Data in this exercise.
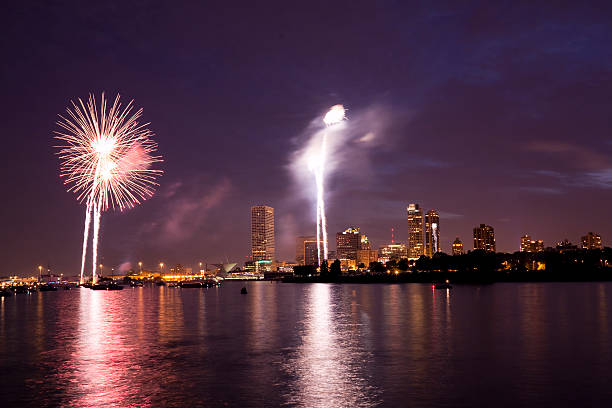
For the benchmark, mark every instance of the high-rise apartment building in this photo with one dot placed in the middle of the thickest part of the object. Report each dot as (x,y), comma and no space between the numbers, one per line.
(432,233)
(591,241)
(348,243)
(392,252)
(300,248)
(484,238)
(457,247)
(311,255)
(262,233)
(415,231)
(530,245)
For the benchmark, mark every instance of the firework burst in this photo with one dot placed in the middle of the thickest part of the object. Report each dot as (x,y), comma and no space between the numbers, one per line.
(106,161)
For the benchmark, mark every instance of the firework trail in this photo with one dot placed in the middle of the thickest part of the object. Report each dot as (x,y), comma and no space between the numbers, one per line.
(106,161)
(336,114)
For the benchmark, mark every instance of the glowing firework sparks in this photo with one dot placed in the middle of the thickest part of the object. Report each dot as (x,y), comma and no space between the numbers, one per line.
(106,161)
(336,114)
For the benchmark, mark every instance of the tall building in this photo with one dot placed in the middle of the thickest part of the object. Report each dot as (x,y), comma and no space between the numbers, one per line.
(347,243)
(300,248)
(262,233)
(415,231)
(311,256)
(591,241)
(366,256)
(392,252)
(365,243)
(457,247)
(432,233)
(484,238)
(530,245)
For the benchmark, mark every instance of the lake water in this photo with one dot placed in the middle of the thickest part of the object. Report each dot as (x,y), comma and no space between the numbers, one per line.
(310,345)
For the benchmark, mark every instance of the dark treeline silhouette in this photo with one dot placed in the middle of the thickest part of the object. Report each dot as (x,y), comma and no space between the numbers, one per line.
(476,267)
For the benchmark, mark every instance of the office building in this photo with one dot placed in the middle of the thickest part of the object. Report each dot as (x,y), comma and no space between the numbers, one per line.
(311,256)
(347,243)
(484,238)
(457,247)
(262,233)
(300,248)
(591,241)
(415,231)
(392,252)
(432,233)
(366,256)
(530,245)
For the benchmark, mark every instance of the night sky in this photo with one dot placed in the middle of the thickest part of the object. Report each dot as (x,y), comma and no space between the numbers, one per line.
(488,114)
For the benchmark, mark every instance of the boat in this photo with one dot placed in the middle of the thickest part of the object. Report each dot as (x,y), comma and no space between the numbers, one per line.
(106,286)
(191,284)
(445,285)
(21,289)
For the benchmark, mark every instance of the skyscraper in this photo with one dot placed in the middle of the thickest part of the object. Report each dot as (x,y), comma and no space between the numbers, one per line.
(591,241)
(392,252)
(415,231)
(347,243)
(484,238)
(262,233)
(311,255)
(432,233)
(457,247)
(300,248)
(530,245)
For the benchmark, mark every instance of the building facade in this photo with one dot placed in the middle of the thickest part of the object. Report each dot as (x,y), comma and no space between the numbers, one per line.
(530,245)
(393,252)
(457,247)
(300,248)
(432,233)
(311,256)
(415,231)
(348,242)
(484,238)
(591,241)
(262,233)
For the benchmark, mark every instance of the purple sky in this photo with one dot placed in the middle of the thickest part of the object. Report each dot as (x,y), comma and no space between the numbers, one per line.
(497,115)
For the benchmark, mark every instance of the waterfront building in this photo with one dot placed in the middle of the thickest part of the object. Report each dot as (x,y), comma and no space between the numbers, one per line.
(484,238)
(300,248)
(415,231)
(311,256)
(392,252)
(366,256)
(262,233)
(457,247)
(565,245)
(530,245)
(432,233)
(365,243)
(591,241)
(348,243)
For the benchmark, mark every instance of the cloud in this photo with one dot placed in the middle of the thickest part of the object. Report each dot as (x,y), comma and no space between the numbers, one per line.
(590,168)
(186,208)
(578,156)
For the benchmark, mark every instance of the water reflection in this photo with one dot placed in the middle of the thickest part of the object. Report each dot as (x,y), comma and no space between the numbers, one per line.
(329,364)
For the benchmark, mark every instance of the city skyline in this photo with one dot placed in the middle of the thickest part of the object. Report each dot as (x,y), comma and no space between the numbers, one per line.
(475,120)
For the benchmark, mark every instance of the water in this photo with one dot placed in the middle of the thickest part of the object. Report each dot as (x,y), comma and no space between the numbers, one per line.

What you have to do. Convert the listing, from the line containing "For the benchmark, mark every instance of the purple" (that line included) through the final line, into a JSON list of strings, one string per line, with blank lines omitted.

Full output.
[
  "For the benchmark, mark every instance of the purple sky in this photo with one dot placed in the middle of the thickest part of the object. Report each dot as (x,y), comma and no space between the numbers, one per line.",
  "(497,115)",
  "For the benchmark, mark every instance of the waterfront building in this photo with one dot placed in the middle of the thickest part of the object. Report each dot as (x,y), comma and no space between the numbers, one per line.",
  "(484,238)",
  "(300,248)",
  "(415,231)",
  "(311,256)",
  "(392,252)",
  "(366,256)",
  "(262,233)",
  "(457,247)",
  "(565,245)",
  "(530,245)",
  "(432,233)",
  "(365,243)",
  "(591,241)",
  "(348,243)",
  "For the benchmark, mark every instance of the cloud in this photo with one dot placed in the middle of the thickest part of the object. Report each dot as (x,y), comma and no space between the numbers, one per line.",
  "(590,168)",
  "(186,208)",
  "(578,156)",
  "For the benchmark, mark every instance of the water reflection in this photo with one dot placed in the middle of the thickest part of the object. Report each dot as (x,y), comma and no space between the numbers, one per line.",
  "(329,364)",
  "For the benchmark, mark every instance of the city skyline in this photo with one dot placed in the middle of the thickest part of the object. Report each dot as (x,y), comma and no space between the numbers, one per line.",
  "(475,120)",
  "For the benchmark, mark every instance of the water in this photo with one dot placed in the middle of the thickest part of the object. Report each dot as (x,y), comma and no space between the numbers, one per line."
]